(Stored items)
BEGIN

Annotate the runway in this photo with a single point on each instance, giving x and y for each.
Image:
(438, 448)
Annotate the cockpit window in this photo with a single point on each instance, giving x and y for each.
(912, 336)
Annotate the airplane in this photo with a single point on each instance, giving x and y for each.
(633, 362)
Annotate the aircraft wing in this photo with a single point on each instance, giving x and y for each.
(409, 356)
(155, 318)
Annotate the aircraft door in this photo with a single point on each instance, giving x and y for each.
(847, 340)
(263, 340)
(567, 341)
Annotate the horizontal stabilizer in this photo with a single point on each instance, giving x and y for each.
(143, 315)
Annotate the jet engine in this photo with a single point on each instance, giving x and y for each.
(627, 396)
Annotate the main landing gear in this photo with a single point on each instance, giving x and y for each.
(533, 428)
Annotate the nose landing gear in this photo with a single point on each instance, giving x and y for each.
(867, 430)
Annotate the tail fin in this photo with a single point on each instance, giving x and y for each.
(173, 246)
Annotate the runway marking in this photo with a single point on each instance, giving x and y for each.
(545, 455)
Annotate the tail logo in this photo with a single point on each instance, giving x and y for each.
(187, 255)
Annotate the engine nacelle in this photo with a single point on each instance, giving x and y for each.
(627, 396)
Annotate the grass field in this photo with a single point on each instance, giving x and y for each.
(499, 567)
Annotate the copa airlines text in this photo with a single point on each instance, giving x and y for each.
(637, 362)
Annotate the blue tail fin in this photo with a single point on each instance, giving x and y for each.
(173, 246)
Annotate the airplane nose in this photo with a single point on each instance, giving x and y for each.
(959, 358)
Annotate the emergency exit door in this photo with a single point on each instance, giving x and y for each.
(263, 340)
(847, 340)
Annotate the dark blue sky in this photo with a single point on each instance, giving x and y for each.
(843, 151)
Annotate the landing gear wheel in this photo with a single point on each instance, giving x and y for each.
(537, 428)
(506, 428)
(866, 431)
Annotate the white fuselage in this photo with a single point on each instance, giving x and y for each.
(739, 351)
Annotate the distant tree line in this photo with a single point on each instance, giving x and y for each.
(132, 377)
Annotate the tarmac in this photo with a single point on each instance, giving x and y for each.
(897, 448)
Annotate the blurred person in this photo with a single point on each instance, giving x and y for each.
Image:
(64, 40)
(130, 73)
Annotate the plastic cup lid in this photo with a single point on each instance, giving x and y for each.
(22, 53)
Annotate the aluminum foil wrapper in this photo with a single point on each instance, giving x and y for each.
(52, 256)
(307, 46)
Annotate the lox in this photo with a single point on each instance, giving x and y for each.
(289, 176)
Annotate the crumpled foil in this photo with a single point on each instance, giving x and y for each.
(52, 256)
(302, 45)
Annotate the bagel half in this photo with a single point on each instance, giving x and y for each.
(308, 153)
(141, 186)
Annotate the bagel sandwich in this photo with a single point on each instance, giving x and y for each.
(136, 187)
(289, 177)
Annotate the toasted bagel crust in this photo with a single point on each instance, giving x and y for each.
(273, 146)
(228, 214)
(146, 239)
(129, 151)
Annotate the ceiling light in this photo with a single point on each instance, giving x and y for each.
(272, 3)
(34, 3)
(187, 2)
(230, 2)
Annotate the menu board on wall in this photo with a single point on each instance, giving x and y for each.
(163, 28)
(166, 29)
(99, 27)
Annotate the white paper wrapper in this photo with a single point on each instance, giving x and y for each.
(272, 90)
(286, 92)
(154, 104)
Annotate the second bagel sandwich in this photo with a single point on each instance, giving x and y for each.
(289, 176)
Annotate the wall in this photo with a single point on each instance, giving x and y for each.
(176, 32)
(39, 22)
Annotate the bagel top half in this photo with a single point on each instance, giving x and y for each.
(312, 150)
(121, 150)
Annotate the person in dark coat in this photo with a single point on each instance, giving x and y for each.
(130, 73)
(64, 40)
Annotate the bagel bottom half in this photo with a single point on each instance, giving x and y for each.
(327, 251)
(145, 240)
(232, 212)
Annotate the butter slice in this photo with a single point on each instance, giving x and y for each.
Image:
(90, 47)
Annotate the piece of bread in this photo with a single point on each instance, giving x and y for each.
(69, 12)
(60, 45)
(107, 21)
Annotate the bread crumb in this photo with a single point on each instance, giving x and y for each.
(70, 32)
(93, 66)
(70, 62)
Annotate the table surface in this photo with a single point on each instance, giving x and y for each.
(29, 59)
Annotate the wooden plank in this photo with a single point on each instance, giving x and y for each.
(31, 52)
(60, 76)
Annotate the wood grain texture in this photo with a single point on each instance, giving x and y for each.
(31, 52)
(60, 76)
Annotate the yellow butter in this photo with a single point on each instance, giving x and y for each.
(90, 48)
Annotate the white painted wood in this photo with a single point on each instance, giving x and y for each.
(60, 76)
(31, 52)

END

— PROMPT —
Each record above should be transcribed exactly.

— EXERCISE OUTPUT —
Annotate the runway in this photo with a single point on each instance, giving x and y for each.
Image:
(438, 448)
Annotate the cockpit window in this photo with a single point on each instance, giving x and y for each.
(912, 336)
Annotate the airplane in this photo with a single point on each instance, giving x and y for each.
(633, 362)
Annotate the aircraft wing in this photo with a single point on each instance, giving x and y for each.
(409, 356)
(155, 318)
Annotate the aircraft door in this photo with a single point on each instance, giving x and y for each.
(847, 340)
(263, 340)
(567, 341)
Annotate the horizontal stabilizer in this photo with a single point on each instance, giving x and y for each.
(143, 315)
Annotate the jet engine in this photo with a single point on each instance, giving x and y for each.
(627, 396)
Annotate the main landing gear in this photo with a single point on each instance, giving x and y for each.
(533, 428)
Annotate the nose landing gear in this photo with a single point on each instance, giving x and y for each.
(867, 430)
Annotate the tail fin in this photo with a single point on each instance, giving x and y for each.
(173, 246)
Annotate the runway marking in this photo with a single point on each instance, giving x and y for each.
(545, 455)
Annotate the tail logo in this photo with a single point on each instance, giving x and y for each.
(187, 255)
Annotate the engine nacelle in this photo with a single point on each instance, giving x and y for each.
(627, 396)
Annotate the grass field in this photo with a single point on each instance, giving x and y for each.
(499, 567)
Annotate the copa airlines text in this photo with a single point on each instance, giving x and y for each.
(637, 362)
Annotate the blue tail fin in this photo with a single point on each instance, giving x and y for each.
(173, 246)
Annotate the airplane nose in this photo with a single point on each instance, giving x and y for each.
(959, 358)
Annotate the emergency exit door in this photo with a single point on each instance, giving x and y for each.
(263, 340)
(847, 340)
Annotate the dark blue sky in this photo with a single point on each instance, giving x and y for each.
(843, 151)
Annotate the landing gear wheel in this photo with a single point on each instance, giving x and y for each.
(537, 428)
(506, 428)
(866, 431)
Annotate the white fuselage in this photo with a single point on each instance, giving x and y for each.
(739, 351)
Annotate the distant tree line in this photo with a single point on each instance, giving x and y for each.
(132, 377)
Annotate the tarmac in this photo with a single point on each instance, giving x and y for each.
(897, 448)
Annotate the blurred person in this photo with a single point on each instance, giving x and y for each.
Image:
(64, 40)
(130, 73)
Annotate the plastic cup lid in this photo with a single point on each instance, giving x and y for each.
(22, 53)
Annotate the aluminum foil wrapper in this photo with a single point on each instance, giving x and y for each.
(52, 256)
(307, 46)
Annotate the lox in this photo with a single point on each instance, giving x and y for each.
(289, 176)
Annotate the crumpled foil in this photo with a single point on each instance, giving x and y for each.
(52, 256)
(302, 45)
Annotate the bagel half in this photo with a single point on each instance, giving x and y for each.
(308, 153)
(141, 186)
Annotate the bagel sandwich in this photo with a single point on each instance, giving x and y for each.
(136, 187)
(289, 177)
Annotate the toasted bagel crust in this photo with a single point on each instance, giving x and y for each.
(273, 146)
(228, 214)
(146, 239)
(129, 151)
Annotate the ceiling light in this photo with a single point on each instance, giving x and y for each.
(272, 3)
(34, 3)
(187, 2)
(230, 2)
Annotate the menu board on wall in this photo with a single point on each instance, giving x and y for each.
(163, 28)
(166, 29)
(99, 27)
Annotate the white paper wrapper in this photo with a single point on each instance, giving x and y for each.
(272, 90)
(286, 92)
(154, 104)
Annotate the second bagel sandwich in this photo with a single point on each instance, giving x and y for each.
(289, 176)
Annotate the wall in this photo with a single point on each instance, giving x and y for each.
(176, 32)
(39, 22)
Annotate the bagel top half in this photo with a single point on each instance, giving x and y for each.
(312, 150)
(121, 150)
Annotate the person in dark coat in this photo with a single point on each instance, giving x and y for each.
(130, 73)
(64, 40)
Annotate the bagel bottom half in this photo with a single point on each instance, giving x and y for each.
(327, 251)
(145, 240)
(232, 212)
Annotate the butter slice in this photo with a single point on each instance, giving x and y for each.
Image:
(90, 47)
Annotate the piece of bread in this photo with a single point on each instance, giving x and y for each.
(69, 12)
(60, 45)
(107, 21)
Annotate the bread crumb in this photo with a single point on each instance, giving x and y for each.
(70, 32)
(93, 66)
(70, 62)
Annotate the table surface in this photo with a single point on each instance, giving x and y for each.
(29, 59)
Annotate the wooden plank in this photo with a single point on each instance, giving x and y for each.
(31, 52)
(60, 76)
Annotate the wood grain texture in this photo with a single point on each instance, giving x and y for each.
(31, 52)
(60, 76)
Annotate the yellow butter in this photo with a single point on each instance, giving x and y for each.
(90, 48)
Annotate the white painted wood in this photo with a single point on each instance, giving x and y for each.
(60, 76)
(31, 52)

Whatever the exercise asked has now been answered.